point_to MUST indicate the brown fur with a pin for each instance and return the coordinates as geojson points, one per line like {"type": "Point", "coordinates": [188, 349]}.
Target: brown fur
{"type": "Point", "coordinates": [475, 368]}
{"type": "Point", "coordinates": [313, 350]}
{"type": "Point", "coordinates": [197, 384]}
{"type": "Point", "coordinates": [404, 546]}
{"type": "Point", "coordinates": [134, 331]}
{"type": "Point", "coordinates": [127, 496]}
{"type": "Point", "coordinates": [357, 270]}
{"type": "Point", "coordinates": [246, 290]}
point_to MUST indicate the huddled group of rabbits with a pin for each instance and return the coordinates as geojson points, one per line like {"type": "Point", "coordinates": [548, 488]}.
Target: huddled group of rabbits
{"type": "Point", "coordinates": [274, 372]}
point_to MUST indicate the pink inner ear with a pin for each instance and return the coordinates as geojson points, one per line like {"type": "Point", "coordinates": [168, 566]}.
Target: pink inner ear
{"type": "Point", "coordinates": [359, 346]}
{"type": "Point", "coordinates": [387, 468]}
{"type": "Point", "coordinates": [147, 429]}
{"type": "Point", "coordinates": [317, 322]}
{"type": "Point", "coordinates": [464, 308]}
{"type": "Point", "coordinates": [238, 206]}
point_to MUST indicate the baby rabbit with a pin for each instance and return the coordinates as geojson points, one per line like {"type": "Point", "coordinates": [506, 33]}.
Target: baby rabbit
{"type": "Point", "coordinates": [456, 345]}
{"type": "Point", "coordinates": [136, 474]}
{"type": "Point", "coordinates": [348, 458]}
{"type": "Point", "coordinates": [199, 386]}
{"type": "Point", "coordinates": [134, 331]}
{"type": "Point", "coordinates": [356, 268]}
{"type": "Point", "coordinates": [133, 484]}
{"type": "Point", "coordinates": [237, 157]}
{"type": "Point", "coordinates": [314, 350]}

....

> _What this task involves_: Nothing in the records may be altered; restate them word for word.

> _Result of the exercise_:
point_to MUST indicate the brown fur with a pin for each instance and return the coordinates as geojson points, one per line like {"type": "Point", "coordinates": [188, 349]}.
Target: brown fur
{"type": "Point", "coordinates": [475, 368]}
{"type": "Point", "coordinates": [313, 350]}
{"type": "Point", "coordinates": [197, 384]}
{"type": "Point", "coordinates": [404, 546]}
{"type": "Point", "coordinates": [134, 331]}
{"type": "Point", "coordinates": [127, 496]}
{"type": "Point", "coordinates": [357, 270]}
{"type": "Point", "coordinates": [246, 290]}
point_to MUST indicate the huddled group of rabbits with a pin for each instance and return the coordinates as geojson points, one per line like {"type": "Point", "coordinates": [548, 488]}.
Target: huddled group of rabbits
{"type": "Point", "coordinates": [274, 372]}
point_to MUST indicate the pink inner ear with a pin for each instance and return the coordinates as geojson points, one per line like {"type": "Point", "coordinates": [168, 566]}.
Target: pink inner ear
{"type": "Point", "coordinates": [359, 346]}
{"type": "Point", "coordinates": [387, 468]}
{"type": "Point", "coordinates": [147, 429]}
{"type": "Point", "coordinates": [317, 322]}
{"type": "Point", "coordinates": [464, 308]}
{"type": "Point", "coordinates": [238, 206]}
point_to MUST indicate the baby rabbit with a pin for each instance and return the coordinates as geojson points, one per line like {"type": "Point", "coordinates": [506, 33]}.
Target: baby rabbit
{"type": "Point", "coordinates": [456, 345]}
{"type": "Point", "coordinates": [136, 474]}
{"type": "Point", "coordinates": [348, 458]}
{"type": "Point", "coordinates": [199, 386]}
{"type": "Point", "coordinates": [134, 331]}
{"type": "Point", "coordinates": [356, 268]}
{"type": "Point", "coordinates": [133, 484]}
{"type": "Point", "coordinates": [237, 157]}
{"type": "Point", "coordinates": [314, 350]}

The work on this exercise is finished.